WRITTEN INSTRUCTION 1
Please list each row below that contains the word "post".

SELECTED EXTRACT

Our Robotic Cleaning Unit (3) employs the teachings of all prior robotic, floor, home or facility cleaning art, along with the prior art of any field necessary to make our designs and concepts possible. This invention employs a Robotic Cleaning Unit which is capable of cleaning while moving on a floor, under the control of a microprocessor/computer on board the Cleaning Unit, or remotely controlled as a drone by the AMACS Base. The Cleaning Unit, LM Bot, Flight Drones and AMACS Base could employ AI learning to the extent that the Bots can communicate with each other and the AMACS Base to clean better and more efficiently.

The Robotic Cleaning Unit is battery powered and able to self-charge, by directly or wirelessly connecting to the AMACS Base, or a designated charging station or stations throughout the home or facility. Additionally, all of our Cleaning Units LM Bots, and Flight Drones, can employ onboard charging apparatuses resembling the alternator of a car, turbine of a windmill water/hydraulic fluid motion generator, solar panels or some yet undiscovered charging method, to eventually not need charging and possibly not need batteries.

The Cleaning Unit is a surface treatment robot that includes a chassis, having front and rear ends and a drive system carried by the chassis. The drive system includes, right and left driven wheels and is configured to maneuver the robot over a cleaning surface. The drive system is under the control of the microprocessor/computer, in order to cause the Robot Cleaning Unit to be moved forward, backward and turned left and right or rotate completely in place to change direction or for cleaning processes. It will incorporate sensors that scan its surroundings and cleanliness of the surfaces to be cleaned. It will have a transmission sending and receiving means, to communicate with the AMACS Base Station and the other Bots. In this manor, the Robotic Cleaning Unit is able to send, receive, and compute the computer generated, pre plotted work orders of the AMACS Base. The Work Orders are based on the cleansing needs, orientation of furniture, home décor and room layouts.

Cleaning is done more efficiently than ever before with our new RHBPS Guidance System, using pinpoint accuracy to navigate the work order around the home or facility, most likely cleaning in a grid like fashion just like a human would. Alternatively, it could be possible to less efficiently clean the home or facility using standard industry navigation systems or a system not disclosed.

The new Cleaning Unit has various components that incorporate, connect and disconnect, so it may perform the various cleaning tasks associated with its attachments, (vacuum head and dust receptacle (34) or cup, floor buffer, shampooer, etc.) The Cleaning Unit has a height adjuster that can be manually and computer operated. Although the Cleaning Unit is Robotic and Automated, it also has a manual mode for use of the canister set up and the various other process attachments. This is necessary if the need arises for canister cleaning inside or outside of the home, (vacuuming the car) or manually buffing, vacuuming or shampooing at a friend's home or someone's work place, for example. For the manual canister mode, the use of a tethering device could be employed. User could wear a bracelet or device that emits a signal for the Cleaning Unit to fallow. This way, as you manually canister clean in an area, the Cleaning Unit fallows the user at a predetermined distance. This will allow you to still reap the benefits of the Robotic Cleaning Units drive system, so you don't have to drag the Cleaning Unit around. The bracelet could also have command controls on it. The tethering device could also be used for other manual use applications and or with the user propelled model and the Cleaning Unit only model that doesn't use the AMACS Base. The Cleaning Unit could be constructed of various materials such as; metal, wood, plastic, composite materials, or other.

WRITTEN INSTRUCTION 2
Reproduce the passage of the robotic cleaning unit description above between "The Robotic Cleaning Unit is battery" and "not need batteries.", inclusive.

SUPPLIED DATA

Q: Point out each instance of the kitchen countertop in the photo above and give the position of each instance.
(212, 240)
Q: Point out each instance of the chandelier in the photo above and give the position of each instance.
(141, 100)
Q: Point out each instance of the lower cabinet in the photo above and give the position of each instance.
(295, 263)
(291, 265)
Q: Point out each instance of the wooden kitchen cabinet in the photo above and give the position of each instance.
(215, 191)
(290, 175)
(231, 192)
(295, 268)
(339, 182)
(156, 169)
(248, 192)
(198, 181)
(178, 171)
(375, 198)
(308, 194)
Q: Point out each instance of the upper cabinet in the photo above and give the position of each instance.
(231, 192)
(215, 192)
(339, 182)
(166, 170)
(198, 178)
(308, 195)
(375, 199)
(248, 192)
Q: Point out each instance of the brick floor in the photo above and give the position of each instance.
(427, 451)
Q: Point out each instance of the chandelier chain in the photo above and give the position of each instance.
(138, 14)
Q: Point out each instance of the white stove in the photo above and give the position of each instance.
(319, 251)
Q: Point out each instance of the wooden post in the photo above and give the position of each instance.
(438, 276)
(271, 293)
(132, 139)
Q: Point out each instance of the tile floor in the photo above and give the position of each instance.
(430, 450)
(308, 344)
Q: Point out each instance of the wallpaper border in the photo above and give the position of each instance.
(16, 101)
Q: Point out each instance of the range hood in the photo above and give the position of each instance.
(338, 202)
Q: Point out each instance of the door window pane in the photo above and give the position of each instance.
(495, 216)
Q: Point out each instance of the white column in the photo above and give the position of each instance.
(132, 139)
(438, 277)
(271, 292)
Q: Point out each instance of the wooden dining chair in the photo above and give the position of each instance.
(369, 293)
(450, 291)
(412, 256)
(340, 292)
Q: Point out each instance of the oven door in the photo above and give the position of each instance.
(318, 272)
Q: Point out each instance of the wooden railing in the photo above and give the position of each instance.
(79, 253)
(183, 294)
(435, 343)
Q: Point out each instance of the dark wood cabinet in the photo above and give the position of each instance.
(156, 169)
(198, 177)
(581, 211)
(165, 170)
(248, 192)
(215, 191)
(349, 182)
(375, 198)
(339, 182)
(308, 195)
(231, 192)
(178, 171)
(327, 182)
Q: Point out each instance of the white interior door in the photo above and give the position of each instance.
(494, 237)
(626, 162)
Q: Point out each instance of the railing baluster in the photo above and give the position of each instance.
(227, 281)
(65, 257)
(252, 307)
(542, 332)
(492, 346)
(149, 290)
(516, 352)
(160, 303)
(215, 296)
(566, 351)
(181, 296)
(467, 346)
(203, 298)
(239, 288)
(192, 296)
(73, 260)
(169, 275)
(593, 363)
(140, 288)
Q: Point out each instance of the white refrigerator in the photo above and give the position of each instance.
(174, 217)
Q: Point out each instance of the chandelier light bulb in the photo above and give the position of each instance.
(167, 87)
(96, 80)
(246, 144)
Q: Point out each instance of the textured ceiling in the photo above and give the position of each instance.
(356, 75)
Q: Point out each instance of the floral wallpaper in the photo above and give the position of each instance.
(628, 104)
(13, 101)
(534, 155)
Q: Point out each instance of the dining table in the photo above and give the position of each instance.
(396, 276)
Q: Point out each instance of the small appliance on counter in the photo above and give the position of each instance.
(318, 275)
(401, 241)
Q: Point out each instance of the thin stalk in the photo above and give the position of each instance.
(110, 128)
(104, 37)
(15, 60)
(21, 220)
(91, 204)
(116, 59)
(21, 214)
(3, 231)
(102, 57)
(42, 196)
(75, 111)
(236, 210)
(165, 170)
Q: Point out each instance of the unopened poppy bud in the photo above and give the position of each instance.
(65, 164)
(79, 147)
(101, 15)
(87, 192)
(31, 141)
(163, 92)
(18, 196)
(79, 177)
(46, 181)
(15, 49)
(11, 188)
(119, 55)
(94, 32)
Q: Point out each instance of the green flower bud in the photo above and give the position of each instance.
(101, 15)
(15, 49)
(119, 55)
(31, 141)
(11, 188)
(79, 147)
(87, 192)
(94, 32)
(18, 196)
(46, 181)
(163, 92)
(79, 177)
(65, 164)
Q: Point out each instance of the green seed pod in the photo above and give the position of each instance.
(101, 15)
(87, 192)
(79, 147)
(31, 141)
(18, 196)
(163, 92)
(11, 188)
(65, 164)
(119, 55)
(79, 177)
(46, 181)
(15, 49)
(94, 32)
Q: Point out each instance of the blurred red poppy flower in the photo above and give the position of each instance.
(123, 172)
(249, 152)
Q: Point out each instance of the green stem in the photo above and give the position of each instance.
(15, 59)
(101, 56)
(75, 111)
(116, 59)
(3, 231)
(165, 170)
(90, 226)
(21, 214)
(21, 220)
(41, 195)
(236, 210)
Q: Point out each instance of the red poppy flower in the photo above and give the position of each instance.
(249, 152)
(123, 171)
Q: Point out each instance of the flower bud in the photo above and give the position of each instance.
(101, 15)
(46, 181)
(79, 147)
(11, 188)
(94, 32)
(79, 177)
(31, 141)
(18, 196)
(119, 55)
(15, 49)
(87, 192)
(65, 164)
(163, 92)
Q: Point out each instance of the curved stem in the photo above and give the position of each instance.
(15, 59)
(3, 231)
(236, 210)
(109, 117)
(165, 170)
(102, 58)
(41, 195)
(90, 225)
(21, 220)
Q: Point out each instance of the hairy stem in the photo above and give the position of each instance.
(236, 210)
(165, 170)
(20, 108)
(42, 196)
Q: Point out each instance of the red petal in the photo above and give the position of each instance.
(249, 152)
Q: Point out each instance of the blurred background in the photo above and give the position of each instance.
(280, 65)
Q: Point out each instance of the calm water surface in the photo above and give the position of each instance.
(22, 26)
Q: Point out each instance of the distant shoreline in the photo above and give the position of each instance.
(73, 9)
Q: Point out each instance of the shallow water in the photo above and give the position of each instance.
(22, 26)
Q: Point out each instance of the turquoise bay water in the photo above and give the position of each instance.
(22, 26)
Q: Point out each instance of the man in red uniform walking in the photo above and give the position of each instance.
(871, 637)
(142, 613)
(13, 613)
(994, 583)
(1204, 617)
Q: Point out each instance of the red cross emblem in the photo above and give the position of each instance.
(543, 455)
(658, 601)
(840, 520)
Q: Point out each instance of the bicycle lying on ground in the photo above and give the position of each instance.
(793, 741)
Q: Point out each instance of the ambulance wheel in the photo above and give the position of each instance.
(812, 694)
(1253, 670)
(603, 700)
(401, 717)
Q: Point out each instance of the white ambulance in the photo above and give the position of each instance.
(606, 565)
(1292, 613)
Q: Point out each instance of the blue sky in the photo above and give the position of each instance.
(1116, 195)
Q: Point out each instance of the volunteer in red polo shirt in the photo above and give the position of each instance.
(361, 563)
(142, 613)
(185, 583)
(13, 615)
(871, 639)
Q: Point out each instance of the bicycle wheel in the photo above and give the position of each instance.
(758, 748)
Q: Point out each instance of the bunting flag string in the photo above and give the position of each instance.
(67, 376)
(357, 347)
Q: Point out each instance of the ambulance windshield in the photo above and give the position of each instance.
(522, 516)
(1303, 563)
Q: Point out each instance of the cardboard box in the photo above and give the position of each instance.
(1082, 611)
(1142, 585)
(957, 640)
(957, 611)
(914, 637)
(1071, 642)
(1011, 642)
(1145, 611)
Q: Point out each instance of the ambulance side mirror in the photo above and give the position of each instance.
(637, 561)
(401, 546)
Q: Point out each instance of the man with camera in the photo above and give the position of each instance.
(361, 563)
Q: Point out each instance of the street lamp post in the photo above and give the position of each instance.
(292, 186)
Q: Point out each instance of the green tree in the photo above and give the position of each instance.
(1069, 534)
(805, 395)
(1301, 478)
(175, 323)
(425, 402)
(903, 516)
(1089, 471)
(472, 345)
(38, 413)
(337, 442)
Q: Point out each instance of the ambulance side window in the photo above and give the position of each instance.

EXERCISE RESULT 1
Q: Point out each instance of the wooden post in the photo above and give the position of each instance.
Q: Point out each instance of the street lamp post in the photo above and give the position of each instance.

EXERCISE RESULT 2
The Robotic Cleaning Unit is battery powered and able to self-charge, by directly or wirelessly connecting to the AMACS Base, or a designated charging station or stations throughout the home or facility. Additionally, all of our Cleaning Units LM Bots, and Flight Drones, can employ onboard charging apparatuses resembling the alternator of a car, turbine of a windmill water/hydraulic fluid motion generator, solar panels or some yet undiscovered charging method, to eventually not need charging and possibly not need batteries.